RECORDS PROVIDED:
-- Opening Marker --

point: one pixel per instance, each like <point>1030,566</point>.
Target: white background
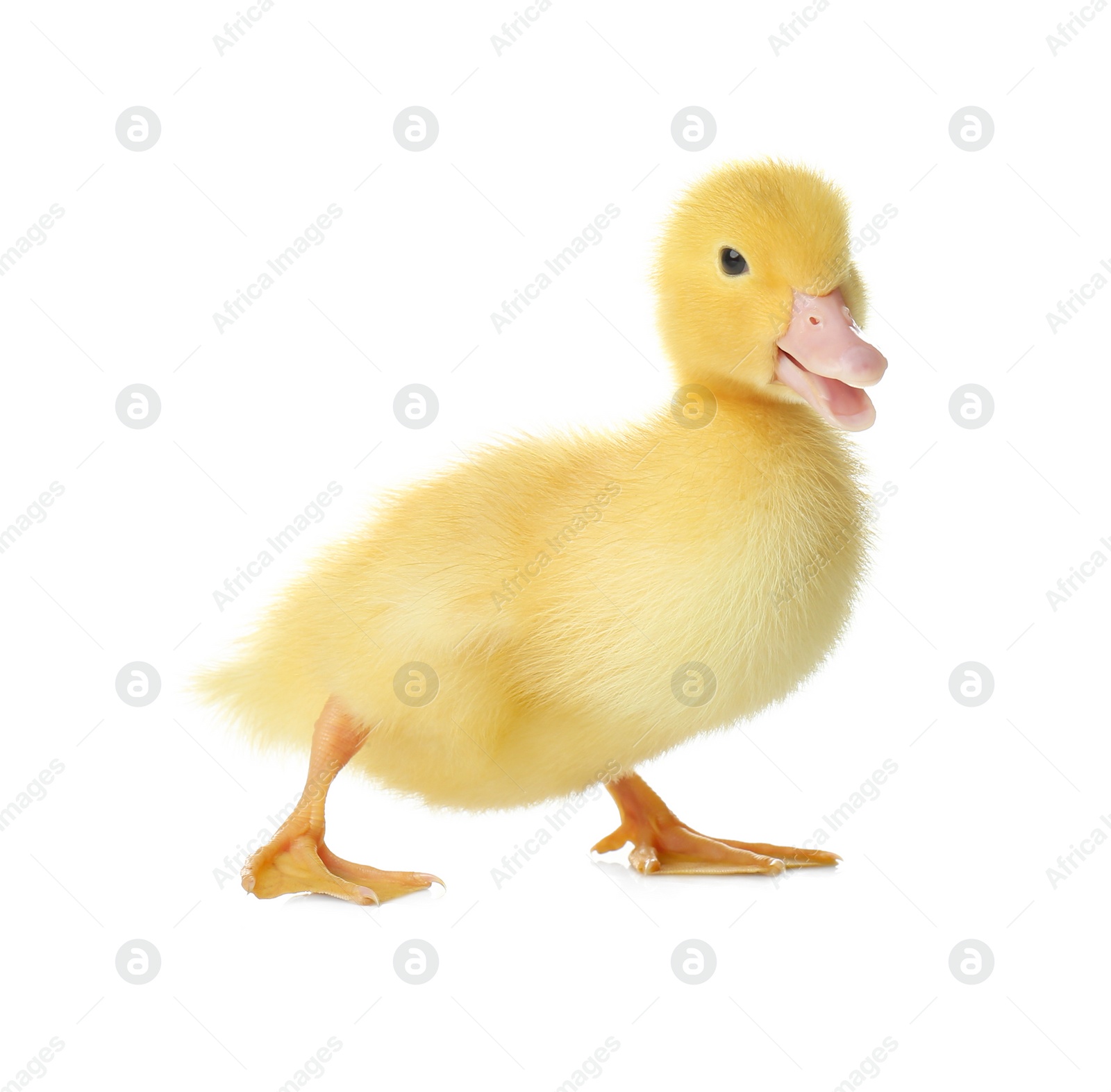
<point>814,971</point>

-- Closing Marker --
-- Opening Marker --

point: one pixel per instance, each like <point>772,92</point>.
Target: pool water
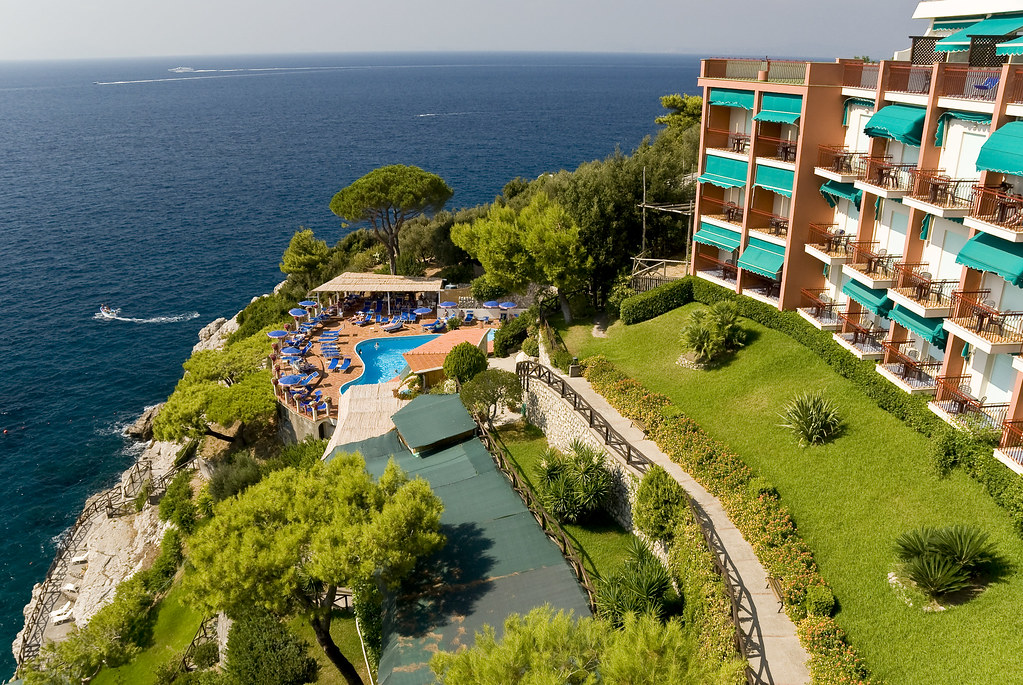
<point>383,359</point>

-- Closing Marker --
-- Opening Marker --

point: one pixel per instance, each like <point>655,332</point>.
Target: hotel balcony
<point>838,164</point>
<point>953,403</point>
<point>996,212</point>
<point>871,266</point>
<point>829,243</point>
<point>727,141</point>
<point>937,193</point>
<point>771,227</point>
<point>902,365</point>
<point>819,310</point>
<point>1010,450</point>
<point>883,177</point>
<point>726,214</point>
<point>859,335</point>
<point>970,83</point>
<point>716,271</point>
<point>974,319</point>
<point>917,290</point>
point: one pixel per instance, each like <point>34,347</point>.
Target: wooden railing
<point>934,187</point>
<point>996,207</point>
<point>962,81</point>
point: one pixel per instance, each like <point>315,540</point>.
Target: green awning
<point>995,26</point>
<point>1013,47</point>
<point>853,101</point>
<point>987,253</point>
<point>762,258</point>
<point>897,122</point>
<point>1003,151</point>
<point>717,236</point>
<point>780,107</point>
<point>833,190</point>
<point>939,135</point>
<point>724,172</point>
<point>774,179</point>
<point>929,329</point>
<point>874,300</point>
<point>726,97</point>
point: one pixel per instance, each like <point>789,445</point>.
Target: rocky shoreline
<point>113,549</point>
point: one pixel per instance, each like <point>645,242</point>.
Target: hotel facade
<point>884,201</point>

-- Closing Marker --

WORK REQUIRED: Would you filter the records and copy out each line containing "like"?

OUTPUT:
point: one pixel per instance, each like <point>1030,566</point>.
point: one pixel per instance, each like <point>772,92</point>.
point: one pixel per instance, each like <point>655,332</point>.
point: one pixel per instance, each like <point>34,347</point>.
point: one pixel per instance, each like <point>315,540</point>.
point: one pixel per instance, each like <point>789,445</point>.
point: one pixel per instance, each like <point>645,242</point>.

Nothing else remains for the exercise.